INSTRUCTIONS
A. In the text about the Jerusalem Kings, where did the team play its home games?
B. Identify every line of the rows that contains the word "stairway", matching case exactly.

SOURCE DOCUMENT
The Jerusalem Kings were an amateur American football team based in Jerusalem and a member of the Israel Football League (IFL). The team played its home games at Kraft Family Stadium. A year after a rule was instituted limiting the number of foreigners on a roster, the team disbanded after the 2014–2015 season. Most players who wished to continue playing in the IFL joined the Judean Rebels.

History

2008 season 
The Jerusalem Kings began as the fifth franchise in the IFL and the second team based in Jerusalem (following the Jerusalem Lions). The Kings finished their inaugural season with a record of 1-7.

2009 season 
The Kings improved in their second year and finished the regular season with a record of 6-4 before taking third place in the IFL playoffs by beating the Judean Rebels.

2010–2011 season 
The Kings took a step back in their third year and finished the regular season with a record of 1-9.

PROVIDED RECORDS
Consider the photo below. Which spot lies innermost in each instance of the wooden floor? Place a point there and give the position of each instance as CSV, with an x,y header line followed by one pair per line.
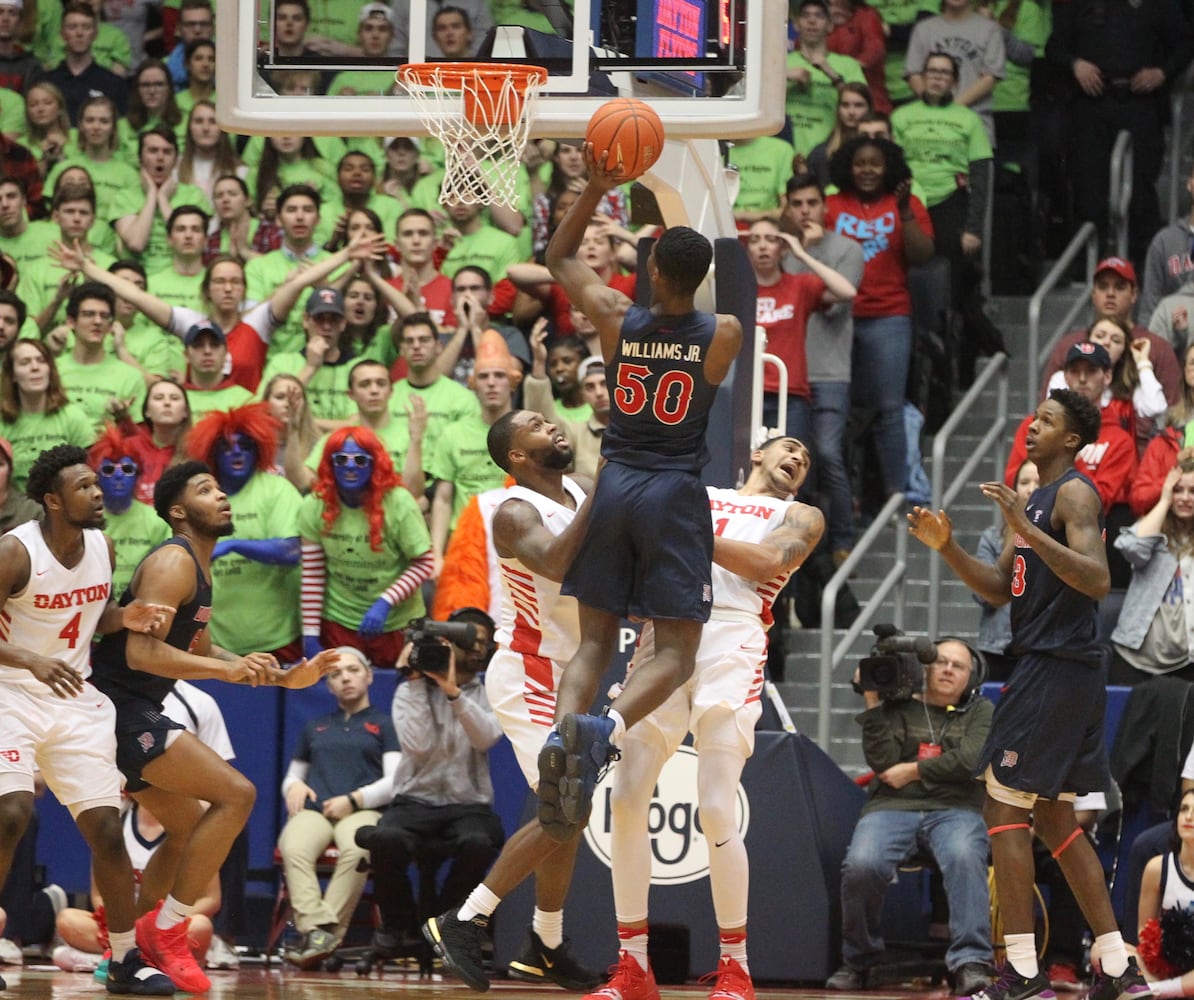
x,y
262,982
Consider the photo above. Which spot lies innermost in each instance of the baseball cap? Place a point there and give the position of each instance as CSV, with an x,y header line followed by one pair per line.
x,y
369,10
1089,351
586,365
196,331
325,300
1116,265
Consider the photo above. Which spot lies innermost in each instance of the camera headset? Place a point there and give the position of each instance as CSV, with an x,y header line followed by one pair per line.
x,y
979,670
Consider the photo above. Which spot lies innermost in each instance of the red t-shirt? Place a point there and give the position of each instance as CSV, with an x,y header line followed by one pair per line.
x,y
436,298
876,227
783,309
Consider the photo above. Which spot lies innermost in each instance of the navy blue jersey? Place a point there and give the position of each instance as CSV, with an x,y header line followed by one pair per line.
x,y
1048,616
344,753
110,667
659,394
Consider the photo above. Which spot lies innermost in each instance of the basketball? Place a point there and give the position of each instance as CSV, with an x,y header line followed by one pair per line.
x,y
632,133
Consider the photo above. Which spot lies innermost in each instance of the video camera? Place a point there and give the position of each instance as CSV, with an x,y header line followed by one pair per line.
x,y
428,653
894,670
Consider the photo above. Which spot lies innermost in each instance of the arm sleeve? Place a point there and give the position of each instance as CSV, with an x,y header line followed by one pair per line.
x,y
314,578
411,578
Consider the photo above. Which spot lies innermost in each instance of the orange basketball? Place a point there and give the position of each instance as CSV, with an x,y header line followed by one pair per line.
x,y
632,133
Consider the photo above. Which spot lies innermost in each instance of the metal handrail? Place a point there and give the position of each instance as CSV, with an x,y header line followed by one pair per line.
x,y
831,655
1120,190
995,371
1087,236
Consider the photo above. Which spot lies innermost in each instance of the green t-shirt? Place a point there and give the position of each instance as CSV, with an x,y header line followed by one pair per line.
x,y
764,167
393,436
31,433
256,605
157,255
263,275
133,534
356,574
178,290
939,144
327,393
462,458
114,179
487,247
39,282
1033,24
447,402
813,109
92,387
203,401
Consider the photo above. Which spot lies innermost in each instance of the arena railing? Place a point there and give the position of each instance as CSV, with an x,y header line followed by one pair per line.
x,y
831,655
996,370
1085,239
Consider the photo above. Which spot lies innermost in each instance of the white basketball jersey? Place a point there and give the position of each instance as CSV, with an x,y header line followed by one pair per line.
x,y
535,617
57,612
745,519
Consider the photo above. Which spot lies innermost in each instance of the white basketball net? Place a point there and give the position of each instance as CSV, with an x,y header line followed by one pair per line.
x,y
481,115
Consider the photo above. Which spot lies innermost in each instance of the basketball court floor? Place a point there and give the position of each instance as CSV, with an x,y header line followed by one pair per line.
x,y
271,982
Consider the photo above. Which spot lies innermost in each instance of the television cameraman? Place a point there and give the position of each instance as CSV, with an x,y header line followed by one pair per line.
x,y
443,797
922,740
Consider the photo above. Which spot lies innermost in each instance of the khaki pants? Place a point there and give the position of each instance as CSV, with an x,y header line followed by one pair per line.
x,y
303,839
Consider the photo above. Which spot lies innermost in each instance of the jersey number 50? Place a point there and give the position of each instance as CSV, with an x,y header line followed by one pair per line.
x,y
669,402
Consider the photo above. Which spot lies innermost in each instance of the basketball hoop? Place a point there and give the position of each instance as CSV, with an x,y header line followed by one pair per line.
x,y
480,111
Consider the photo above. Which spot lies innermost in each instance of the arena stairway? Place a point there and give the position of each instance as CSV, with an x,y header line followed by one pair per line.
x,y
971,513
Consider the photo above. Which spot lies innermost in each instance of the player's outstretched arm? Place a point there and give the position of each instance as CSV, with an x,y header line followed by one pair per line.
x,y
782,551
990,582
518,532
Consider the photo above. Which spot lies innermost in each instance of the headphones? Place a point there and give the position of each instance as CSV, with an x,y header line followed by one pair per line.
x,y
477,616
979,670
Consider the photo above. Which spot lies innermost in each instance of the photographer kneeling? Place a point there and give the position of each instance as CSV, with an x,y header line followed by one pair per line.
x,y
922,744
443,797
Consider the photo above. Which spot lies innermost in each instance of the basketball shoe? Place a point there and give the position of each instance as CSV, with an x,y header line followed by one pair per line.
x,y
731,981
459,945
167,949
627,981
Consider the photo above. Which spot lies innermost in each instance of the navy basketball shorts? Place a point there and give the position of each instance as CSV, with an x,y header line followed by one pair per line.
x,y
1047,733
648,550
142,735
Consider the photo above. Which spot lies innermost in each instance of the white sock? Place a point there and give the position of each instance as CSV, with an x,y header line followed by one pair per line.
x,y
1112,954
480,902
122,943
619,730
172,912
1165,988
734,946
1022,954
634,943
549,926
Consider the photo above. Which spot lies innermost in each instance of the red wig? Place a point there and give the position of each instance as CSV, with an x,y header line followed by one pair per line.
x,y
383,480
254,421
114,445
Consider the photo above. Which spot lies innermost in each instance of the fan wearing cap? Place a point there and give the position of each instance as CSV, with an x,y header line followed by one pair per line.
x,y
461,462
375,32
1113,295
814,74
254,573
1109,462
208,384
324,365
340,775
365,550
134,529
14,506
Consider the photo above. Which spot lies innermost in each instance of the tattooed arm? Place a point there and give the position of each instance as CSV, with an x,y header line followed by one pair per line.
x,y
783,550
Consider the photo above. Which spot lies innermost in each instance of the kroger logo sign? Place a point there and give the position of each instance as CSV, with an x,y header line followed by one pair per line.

OUTPUTS BY TASK
A. Kraft Family Stadium

B.
Consider the photo above. Which spot lies innermost in each instance of the arena stairway? Place a point there and give the position of each instance as CSV, with an x,y header line followed by one pair per line.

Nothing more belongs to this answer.